- SOURCE DOCUMENT -
>> start

On June 15, 2008, the Indian Navy will commission the INS Chakra, a 12,000-tonne Akula-II class nuclear-powered attack submarine, from the far eastern Russian port of Vladivostok. The submarine, which is being built at a shipyard in Komsomolsk-on-Amur, marks the fruition of a $650-million (Rs 2,600 crore) secret deal signed by the NDA government three-and-a-half years ago, which said that India would finance the construction of an unfinished Russian nuclear submarine hull and then lease it for 10 years. The impending acquisition of the Chakra gives India the long-awaited third leg of the nuclear triad—the others being air and land-based nuclear delivery platforms—widely regarded as the most survivable mode of launching nuclear weapons.

“It is the most crucial strategic capability we are acquiring after testing nuclear weapons in 1998,” says strategic analyst Bharat Karnad. Manned by a specially trained Indian crew, the Chakra—named after Krishna’s weapon—will undertake a 15-day passage through the South China Sea, with no port calls, to India, where it will be formally inducted as a component of India’s strategic forces command.

Nuclear submarines use a miniature nuclear reactor, to produce steam, which drives a turbine. Capable of tremendous underwater speed and almost unlimited endurance, they are in fact limited only by the endurance of their crew. The Akula-II submarine’s speed of 35 knots and diving depth of 600 m is twice that of a conventionally powered submarine. “However, a nuclear submarine is much more than just a submarine with a nuclear reactor,” says Rear Admiral (retired) Raja Menon. “It is the arbiter of power at sea,” he adds.

>> end

Location annotation dataset excerpts:
>> start

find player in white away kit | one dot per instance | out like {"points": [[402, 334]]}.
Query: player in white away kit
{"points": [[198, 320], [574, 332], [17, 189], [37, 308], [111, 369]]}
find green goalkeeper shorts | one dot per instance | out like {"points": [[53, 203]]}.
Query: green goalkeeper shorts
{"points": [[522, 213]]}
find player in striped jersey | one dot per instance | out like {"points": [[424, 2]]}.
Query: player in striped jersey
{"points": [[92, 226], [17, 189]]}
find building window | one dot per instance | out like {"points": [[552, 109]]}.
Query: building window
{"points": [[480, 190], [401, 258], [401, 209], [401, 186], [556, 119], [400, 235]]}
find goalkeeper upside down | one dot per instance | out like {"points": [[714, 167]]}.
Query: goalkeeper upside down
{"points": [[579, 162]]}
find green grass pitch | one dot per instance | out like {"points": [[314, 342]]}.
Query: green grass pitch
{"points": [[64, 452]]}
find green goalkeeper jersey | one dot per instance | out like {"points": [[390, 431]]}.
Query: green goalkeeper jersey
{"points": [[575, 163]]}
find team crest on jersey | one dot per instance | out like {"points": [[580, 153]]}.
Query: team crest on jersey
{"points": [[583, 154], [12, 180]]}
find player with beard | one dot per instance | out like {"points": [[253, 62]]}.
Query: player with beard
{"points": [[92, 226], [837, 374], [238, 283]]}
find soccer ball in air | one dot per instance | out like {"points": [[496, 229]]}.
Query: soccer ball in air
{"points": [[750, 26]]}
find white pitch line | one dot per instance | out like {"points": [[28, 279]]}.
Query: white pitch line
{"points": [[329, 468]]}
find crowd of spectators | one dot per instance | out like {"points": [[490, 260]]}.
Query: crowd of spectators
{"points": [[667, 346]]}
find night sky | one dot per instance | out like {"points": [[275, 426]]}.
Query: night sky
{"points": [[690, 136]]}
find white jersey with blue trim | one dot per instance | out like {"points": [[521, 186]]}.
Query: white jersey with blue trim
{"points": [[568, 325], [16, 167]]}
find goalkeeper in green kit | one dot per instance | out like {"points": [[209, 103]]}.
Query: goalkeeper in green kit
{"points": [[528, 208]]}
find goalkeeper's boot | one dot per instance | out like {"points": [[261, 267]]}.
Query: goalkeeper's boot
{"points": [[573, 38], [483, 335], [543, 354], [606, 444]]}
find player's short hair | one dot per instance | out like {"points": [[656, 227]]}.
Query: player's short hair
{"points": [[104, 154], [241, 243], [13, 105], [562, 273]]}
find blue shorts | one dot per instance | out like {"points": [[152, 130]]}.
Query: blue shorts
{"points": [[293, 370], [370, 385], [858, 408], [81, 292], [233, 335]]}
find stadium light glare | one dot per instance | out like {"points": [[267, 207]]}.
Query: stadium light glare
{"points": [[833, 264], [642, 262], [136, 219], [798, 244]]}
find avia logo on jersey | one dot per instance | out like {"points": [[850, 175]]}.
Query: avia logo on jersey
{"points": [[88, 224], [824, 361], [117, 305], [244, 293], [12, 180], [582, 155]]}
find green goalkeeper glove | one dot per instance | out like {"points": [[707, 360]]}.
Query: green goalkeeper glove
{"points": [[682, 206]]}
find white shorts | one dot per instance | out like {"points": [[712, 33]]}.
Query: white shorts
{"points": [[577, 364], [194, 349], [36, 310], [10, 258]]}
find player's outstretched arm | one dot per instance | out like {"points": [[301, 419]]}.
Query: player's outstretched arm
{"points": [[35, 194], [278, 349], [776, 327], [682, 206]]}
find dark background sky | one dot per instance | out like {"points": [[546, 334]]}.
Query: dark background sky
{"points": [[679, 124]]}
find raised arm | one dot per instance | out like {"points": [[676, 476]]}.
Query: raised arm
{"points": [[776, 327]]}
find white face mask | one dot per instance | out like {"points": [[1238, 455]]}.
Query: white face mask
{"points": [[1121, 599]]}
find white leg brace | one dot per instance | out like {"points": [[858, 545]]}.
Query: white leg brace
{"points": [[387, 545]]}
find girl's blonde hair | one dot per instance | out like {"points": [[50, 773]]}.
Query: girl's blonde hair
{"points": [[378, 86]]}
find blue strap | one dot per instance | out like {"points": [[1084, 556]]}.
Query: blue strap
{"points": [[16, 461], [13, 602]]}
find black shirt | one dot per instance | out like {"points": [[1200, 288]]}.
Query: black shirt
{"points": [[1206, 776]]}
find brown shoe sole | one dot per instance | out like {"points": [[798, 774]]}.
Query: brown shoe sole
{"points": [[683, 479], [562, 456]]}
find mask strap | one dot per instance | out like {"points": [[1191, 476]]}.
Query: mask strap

>> end

- SHORT PROBLEM 1 -
Answer these from the submarine article:
(a) From which Russian port will the Indian Navy commission the INS Chakra?
(b) How many days will the Chakra's passage through the South China Sea to India take?
(c) What diving depth does the article give for the Akula-II submarine?
- SHORT PROBLEM 2 -
Pick up the submarine article after its final sentence and keep writing.

- FINAL RESULT 1 -
(a) Vladivostok
(b) 15 days
(c) 600 m

- FINAL RESULT 2 -
Armed with indigenously built nuclear-tipped cruise missiles with a range of over 1,000 km, the Chakra will be a potent addition to India’s strategic arsenal. A need which was felt after the Pokhran tests of 1998 when India enunciated a nuclear doctrine of ‘no first use’ and nuclear forces based on a triad of aircraft, mobile land-based missiles and sea-based assets, to ensure that its nuclear deterrent was “effective, enduring, diverse, flexible, and responsive to the requirements of credible minimum deterrence”. While the road and rail-mobile Agni series missiles afforded the land-based legs of the triad, the focus quickly shifted on inducting submarines armed with nuclear weapons. India’s Advanced Technology Vessel (ATV), a euphemism for a nuclear-powered ballistic missile submarine (SSBN) project initiated in the 1970s was still a decade from induction.

Hence talks on leasing two Akula class submarines—later reduced to one—were begun by the Vajpayee government after the Kargil War in 1999. Code-named Project (I), it was part of the three key naval items on the list of the Indian-Russian Inter-Governmental Commission on Military Technical Cooperation initiated by the government in 2002. The other two items on the list were the purchase of the Admiral Gorshkov aircraft carrier, and the lease of four Tu-22M strategic bombers (which has since been cancelled). Funds for the submarine lease were allotted by the Central Government, but never publicised. The deal for leasing the submarine was signed quietly in Delhi in January 2004 along with the Gorshkov deal, during Russian Defence Minister Sergei Ivanov’s visit.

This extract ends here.